> 抜粋本文:
----

2016年8月26日
akira's view 入山映ブログ 診療報酬
世界の大都市で、一際立派なビルを見かけたら保険会社だと思ってまず間違いない。日本の場合にはこれに銀行が仲間入りする。もっとも東京都心の目抜きの交差点では、建物の立派さよりも、同じ都市銀行の支店が目の届く範囲に複数(合併前の行数だけ)存在しているほうが遥かに目立っている。(これについては先にも触れた。10.10.28「蛙の面」)おおよそコストダウンとか、顧客への還元ということにはまるで関心がない。こういうのを「民僚」とでもいうのだろう。だから貸し渋り、貸しはがしの話は聞いても、新規ベンチャーに「めきき」よろしく無担保で貸し出した、なんて言う話はとんと聞かない。それどころか融資先がなくて困るから、と超低金利でお客から預かったお金で国債を買って利ざやをとるくらいしか思いつかない。はては顧客の無智につけ込んで、外為の取引にはめ込み、「損をなさいましたか。この円高ではね。」で済ませる。等など、都市銀行の増上慢に腹を立てだしたらきりがないからこれくらいにしておこう。
地方都市に行くと、立派な建物にお医者さんが加わる。国道沿い、県道沿いの建物で目を引くものがあれば、お役所か郵便局、銀行か保険会社、それか開業医の医院だと思って先ず間違いない。別に開業医が儲かろうが、立派なビルを建てようが、ベンツやBMWに乗っていようが、それに焼きもちを焼く必要はない。しかし、小宮山大臣は診療報酬の更なる引き上げが必要だとおっしゃる。で、その理由たるや、過疎地の医師不足、医療サービス供給レベルの向上のためだそうな。ならば、定めし過疎地に限って引き上げるのかと思いの外、これは全国一網打尽らしいではないか。低所得層の収入増のために、全国民に一律賞与を出す様なもので、およそまじめな検討に値する議論だとは思われない。こういう市民感覚から隔絶した様な論理が登場するのは、ほとんど常に官僚あるいは民僚の「常識」に依存する提言であると考えて間違いない。

----

> 提供資料:
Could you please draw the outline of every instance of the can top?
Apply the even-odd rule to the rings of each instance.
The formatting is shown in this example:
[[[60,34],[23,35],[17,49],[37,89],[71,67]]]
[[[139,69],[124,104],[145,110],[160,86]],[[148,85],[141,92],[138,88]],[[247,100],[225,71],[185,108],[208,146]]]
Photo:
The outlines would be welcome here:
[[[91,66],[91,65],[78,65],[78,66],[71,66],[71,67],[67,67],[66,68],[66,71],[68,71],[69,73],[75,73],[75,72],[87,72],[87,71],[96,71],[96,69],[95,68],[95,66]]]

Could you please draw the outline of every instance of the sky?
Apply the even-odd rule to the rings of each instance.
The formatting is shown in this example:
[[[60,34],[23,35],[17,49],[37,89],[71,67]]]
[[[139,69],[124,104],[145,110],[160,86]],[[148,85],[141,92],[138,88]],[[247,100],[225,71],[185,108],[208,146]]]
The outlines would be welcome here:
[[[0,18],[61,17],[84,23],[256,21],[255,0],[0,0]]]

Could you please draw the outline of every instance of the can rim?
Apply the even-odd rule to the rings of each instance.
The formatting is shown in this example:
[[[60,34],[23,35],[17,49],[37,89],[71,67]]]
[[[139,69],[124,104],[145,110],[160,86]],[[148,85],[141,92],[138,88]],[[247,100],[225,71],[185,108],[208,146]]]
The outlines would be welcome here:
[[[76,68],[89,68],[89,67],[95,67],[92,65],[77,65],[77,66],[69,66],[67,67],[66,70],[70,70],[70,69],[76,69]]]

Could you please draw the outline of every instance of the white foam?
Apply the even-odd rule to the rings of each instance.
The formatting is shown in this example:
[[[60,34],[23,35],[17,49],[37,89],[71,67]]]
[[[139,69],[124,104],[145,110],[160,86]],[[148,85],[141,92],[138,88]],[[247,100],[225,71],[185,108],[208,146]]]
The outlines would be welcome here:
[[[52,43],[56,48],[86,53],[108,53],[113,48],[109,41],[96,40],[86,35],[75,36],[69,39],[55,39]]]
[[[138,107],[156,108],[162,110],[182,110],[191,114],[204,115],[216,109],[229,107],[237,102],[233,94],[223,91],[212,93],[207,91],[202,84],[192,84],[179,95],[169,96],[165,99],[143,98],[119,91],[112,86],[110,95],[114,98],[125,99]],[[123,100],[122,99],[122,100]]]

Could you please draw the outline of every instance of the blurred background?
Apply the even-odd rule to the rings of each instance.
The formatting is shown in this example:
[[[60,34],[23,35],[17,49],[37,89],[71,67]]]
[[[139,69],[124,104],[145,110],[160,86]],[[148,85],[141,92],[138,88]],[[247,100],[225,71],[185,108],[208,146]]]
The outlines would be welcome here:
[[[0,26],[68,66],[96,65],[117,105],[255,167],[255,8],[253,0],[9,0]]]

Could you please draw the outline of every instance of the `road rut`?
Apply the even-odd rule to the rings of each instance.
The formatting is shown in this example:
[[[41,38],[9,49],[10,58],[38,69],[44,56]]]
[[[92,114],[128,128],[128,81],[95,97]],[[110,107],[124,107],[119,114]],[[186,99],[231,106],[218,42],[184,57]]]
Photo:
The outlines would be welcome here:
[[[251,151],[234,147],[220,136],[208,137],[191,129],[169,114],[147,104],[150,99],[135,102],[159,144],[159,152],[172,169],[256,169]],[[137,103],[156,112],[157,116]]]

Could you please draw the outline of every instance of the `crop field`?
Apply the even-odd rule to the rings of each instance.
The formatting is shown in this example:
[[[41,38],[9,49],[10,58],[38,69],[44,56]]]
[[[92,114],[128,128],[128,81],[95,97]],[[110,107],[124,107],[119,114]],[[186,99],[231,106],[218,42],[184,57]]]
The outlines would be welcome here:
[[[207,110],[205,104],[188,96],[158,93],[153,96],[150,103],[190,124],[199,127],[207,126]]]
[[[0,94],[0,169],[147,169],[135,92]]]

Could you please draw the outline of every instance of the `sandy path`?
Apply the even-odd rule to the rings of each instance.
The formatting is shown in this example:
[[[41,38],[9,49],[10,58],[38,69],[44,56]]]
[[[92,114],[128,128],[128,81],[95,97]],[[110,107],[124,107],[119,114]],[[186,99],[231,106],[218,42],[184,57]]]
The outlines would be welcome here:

----

> 課題の条件:
上に掲げた診療報酬についてのブログ記事を、最後の一文の後から書き継ぎなさい。

> 解答:
その典型例が、「公益」法人に対して年度における収支がぴったり一致することを求めたりする今回の公益法人制度改革であることについては再三触れた。(9.3.26「公益法人制度改革(3)」他)そうした非常識を否定しないまでも、市民感覚に照らして「これはいかがなものか」と問いかけるのが政治家だろう。それが出来ていない。(10.8.2「蓮舫さん」)診療報酬に見るように、ことは公益法人制度改革に留まらないのはいうまでもない。泥鰌内閣閣僚の目玉商品のひとつ女性閣僚が、早くも官僚の常識に絡めとられているのでなければ良いのだが。満面に笑みを浮かべながら「官僚節」を高らかに歌うのでは、長妻さんが泣こうというものだ。